§ **WHAT THIS TASK INVOLVES**:
Each record must be repeated exactly as it stands.

====== DATASET ENTRIES

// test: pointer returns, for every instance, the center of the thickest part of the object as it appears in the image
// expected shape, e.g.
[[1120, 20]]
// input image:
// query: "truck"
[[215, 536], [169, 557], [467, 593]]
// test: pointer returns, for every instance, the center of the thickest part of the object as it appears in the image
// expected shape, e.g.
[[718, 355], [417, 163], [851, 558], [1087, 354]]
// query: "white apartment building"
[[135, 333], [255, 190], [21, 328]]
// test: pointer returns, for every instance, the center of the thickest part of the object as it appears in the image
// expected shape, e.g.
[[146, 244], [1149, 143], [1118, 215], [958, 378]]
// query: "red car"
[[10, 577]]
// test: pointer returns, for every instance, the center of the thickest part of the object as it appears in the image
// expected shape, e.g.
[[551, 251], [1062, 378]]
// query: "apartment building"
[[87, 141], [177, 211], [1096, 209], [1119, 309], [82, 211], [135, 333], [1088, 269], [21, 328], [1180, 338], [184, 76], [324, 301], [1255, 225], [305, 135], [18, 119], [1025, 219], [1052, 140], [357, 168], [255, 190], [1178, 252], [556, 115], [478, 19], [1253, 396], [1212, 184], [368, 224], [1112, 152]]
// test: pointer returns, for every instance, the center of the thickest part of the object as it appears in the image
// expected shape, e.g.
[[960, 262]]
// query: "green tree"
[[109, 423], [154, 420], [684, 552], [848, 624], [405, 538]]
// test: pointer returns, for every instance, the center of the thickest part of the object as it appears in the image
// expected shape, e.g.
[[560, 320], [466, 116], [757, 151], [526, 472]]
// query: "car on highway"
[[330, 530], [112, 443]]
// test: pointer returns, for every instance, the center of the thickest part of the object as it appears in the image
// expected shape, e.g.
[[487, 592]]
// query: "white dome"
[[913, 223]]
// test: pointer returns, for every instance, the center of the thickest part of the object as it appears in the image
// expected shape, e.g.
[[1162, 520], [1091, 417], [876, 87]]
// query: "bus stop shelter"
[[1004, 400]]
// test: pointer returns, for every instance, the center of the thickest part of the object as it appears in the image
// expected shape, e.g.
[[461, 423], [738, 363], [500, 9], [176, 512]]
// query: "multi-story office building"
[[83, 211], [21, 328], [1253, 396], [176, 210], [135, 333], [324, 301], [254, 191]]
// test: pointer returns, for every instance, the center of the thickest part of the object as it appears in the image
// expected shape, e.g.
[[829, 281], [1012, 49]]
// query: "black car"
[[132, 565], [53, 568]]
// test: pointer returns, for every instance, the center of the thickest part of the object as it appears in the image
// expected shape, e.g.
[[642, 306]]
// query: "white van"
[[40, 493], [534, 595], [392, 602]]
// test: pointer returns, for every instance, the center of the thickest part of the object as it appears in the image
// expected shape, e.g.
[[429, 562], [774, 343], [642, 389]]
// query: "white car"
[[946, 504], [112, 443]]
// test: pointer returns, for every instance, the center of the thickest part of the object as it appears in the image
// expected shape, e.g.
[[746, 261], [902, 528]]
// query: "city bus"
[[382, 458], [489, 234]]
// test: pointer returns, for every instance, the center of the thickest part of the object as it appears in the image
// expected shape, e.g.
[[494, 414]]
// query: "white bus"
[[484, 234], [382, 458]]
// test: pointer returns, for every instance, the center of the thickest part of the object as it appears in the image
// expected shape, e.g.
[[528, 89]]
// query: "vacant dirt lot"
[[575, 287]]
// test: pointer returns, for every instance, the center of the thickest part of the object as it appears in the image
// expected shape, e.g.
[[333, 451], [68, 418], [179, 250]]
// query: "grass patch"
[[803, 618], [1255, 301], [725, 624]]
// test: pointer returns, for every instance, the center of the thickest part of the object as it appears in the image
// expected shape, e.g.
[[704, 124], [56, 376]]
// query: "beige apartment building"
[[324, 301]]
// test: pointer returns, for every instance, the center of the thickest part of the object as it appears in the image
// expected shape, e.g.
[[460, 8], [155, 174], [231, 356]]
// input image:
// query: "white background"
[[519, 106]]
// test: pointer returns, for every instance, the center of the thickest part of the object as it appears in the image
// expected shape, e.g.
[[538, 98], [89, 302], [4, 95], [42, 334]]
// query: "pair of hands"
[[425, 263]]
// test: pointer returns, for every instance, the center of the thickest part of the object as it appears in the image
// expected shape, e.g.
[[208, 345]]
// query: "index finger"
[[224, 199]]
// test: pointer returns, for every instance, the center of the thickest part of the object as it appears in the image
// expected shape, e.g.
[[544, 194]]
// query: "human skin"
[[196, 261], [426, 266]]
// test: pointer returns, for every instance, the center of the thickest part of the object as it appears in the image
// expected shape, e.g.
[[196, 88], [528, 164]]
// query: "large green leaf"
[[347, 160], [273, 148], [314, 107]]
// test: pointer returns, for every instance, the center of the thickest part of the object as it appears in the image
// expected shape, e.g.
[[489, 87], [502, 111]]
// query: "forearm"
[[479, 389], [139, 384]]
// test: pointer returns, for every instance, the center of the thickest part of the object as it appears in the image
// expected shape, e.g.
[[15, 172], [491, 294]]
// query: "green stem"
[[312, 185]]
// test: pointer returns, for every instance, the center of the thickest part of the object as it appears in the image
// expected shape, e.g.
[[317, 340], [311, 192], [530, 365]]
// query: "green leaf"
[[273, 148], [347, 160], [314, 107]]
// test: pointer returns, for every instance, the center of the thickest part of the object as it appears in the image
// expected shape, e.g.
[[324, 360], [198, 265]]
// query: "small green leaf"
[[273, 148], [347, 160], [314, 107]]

============

§ **WRITTEN ANSWER**:
// test: pointer returns, for every instance, the center of the thickest part of the object as it appears in the image
// expected shape, e.g.
[[1120, 20]]
// input image:
// query: "truck"
[[215, 536], [169, 557], [467, 593]]
// test: pointer returns, for every instance, the center of the thickest part of the object as it appears in the image
// expected shape, e.g.
[[718, 355], [417, 163], [851, 558], [1087, 354]]
// query: "white apartment building"
[[135, 333], [255, 190], [21, 328]]
// test: pointer returns, for every instance, the center of the thickest part of the object as it appears in the image
// expected shape, e.g.
[[146, 244], [1149, 143], [1118, 215], [958, 378]]
// query: "red car"
[[10, 577]]
// test: pointer returns, for every instance, the center of the thickest part of the object as it appears in the image
// expected shape, e.g.
[[551, 251], [1062, 378]]
// query: "apartment building"
[[87, 141], [177, 211], [1096, 209], [1119, 309], [82, 211], [135, 333], [1088, 269], [21, 328], [1180, 338], [184, 76], [324, 301], [1255, 225], [305, 135], [18, 119], [1025, 219], [1052, 140], [357, 168], [255, 190], [1178, 252], [556, 115], [478, 19], [1253, 396], [1212, 184], [368, 224], [1112, 152]]
// test: pointer returns, for every instance, the center of the thickest part of the object as it appears in the image
// expected shape, e.g.
[[960, 262]]
// query: "green tree"
[[109, 423], [154, 420], [684, 552], [848, 624], [405, 538]]
// test: pointer returns, for every instance, the center of the thickest part of the object as it appears in the image
// expected shape, e.g.
[[560, 320], [466, 116], [757, 151], [526, 472]]
// query: "car on highway"
[[330, 530], [112, 443]]
// test: pointer returns, for every instance, the center of the thickest part of the object as it appears in the image
// expected shape, e.g.
[[487, 592]]
// query: "white dome"
[[913, 223]]
// test: pointer returns, for every instance, the center of the thickest part of the object as it appears in the image
// expected shape, e.g.
[[1162, 520], [1091, 417], [876, 87]]
// query: "bus stop shelter"
[[1004, 400]]
// test: pointer returns, for every instance, the center of the thickest part of the object as it appears in the image
// expected shape, e.g.
[[461, 423], [738, 363], [500, 9], [176, 512]]
// query: "multi-story office building"
[[83, 211], [21, 328], [1253, 396], [176, 210], [135, 333], [324, 301], [254, 191]]
// test: pointer returns, for every instance, the center of the thickest part of the object as it appears in the image
// expected shape, e.g.
[[829, 281], [1012, 49]]
// query: "black car"
[[132, 565], [53, 568]]
// test: pointer returns, for every instance, the center of the thickest part of the object as it appears in the image
// expected shape, e.g.
[[642, 306]]
// query: "white van"
[[40, 493], [534, 595], [392, 602]]
// test: pointer returns, for every instance, the center of the thickest part of the object as it appears in the image
// expected shape, e.g.
[[429, 562], [774, 343], [642, 389]]
// query: "white car"
[[946, 504], [112, 443]]
// test: pointer returns, for every instance, the center of the thickest part of the object as it appears in the image
// expected shape, e.g.
[[746, 261], [902, 528]]
// query: "city bus"
[[382, 458], [489, 234]]
// test: pointer returns, for every instance, the center of the thickest part of the object as it appears in the image
// expected shape, e.g.
[[494, 414]]
// query: "white bus"
[[484, 234], [382, 458]]
// test: pointer returns, for every instance, the center of the thickest part of the object as it appears in the image
// expected shape, e.g.
[[528, 89]]
// query: "vacant dirt lot"
[[575, 287]]
// test: pointer returns, for every instance, the center of the thickest part of the object as it appears in the image
// expected shape, e.g.
[[333, 451], [68, 418], [179, 250]]
// query: "grass patch"
[[803, 618], [1255, 301], [725, 624]]
// test: pointer returns, for every instance, the center of the thickest part of the object as it appears in the image
// expected shape, e.g.
[[704, 124], [56, 376]]
// query: "beige apartment building"
[[324, 301]]
// test: pointer returns, for every instance, the center of the thickest part of the object as it appears in the image
// expected shape, e.g.
[[460, 8], [155, 174], [231, 356]]
// input image:
// query: "white background"
[[519, 106]]
// test: pointer returns, for every instance, the center of the thickest part of the object as it appears in the image
// expected shape, e.g.
[[538, 98], [89, 302], [4, 95], [42, 334]]
// query: "pair of hands"
[[425, 263]]
// test: pointer returns, for every instance, the center of the thickest part of the object as it appears in the image
// expected shape, e.g.
[[208, 345]]
// query: "index finger"
[[224, 199]]
// test: pointer returns, for every instance, the center of the thickest part of the object as it appears in the image
// expected shape, e.g.
[[544, 194]]
// query: "human skin"
[[196, 261], [426, 266]]
// test: pointer returns, for every instance, the center of the thickest part of the object as it appears in the image
// expected shape, e.g.
[[196, 88], [528, 164]]
// query: "large green leaf"
[[347, 160], [273, 148], [314, 107]]
// test: pointer returns, for every instance, the center of the thickest part of the object as it appears in the image
// expected shape, e.g.
[[489, 87], [502, 111]]
// query: "forearm"
[[479, 389], [139, 384]]
// test: pointer returns, for every instance, the center of the thickest part of the object as it appears in the image
// expected shape, e.g.
[[15, 172], [491, 294]]
// query: "green stem"
[[312, 185]]
// test: pointer returns, for every instance, the center of the thickest part of the object as it appears in the image
// expected shape, e.g.
[[317, 340], [311, 192], [530, 365]]
// query: "green leaf"
[[273, 148], [347, 160], [314, 107]]
// test: pointer returns, for every instance, the center of the thickest part of the object as it appears in the image
// expected shape, e.g.
[[324, 360], [198, 265]]
// query: "small green leaf"
[[273, 148], [347, 160], [314, 107]]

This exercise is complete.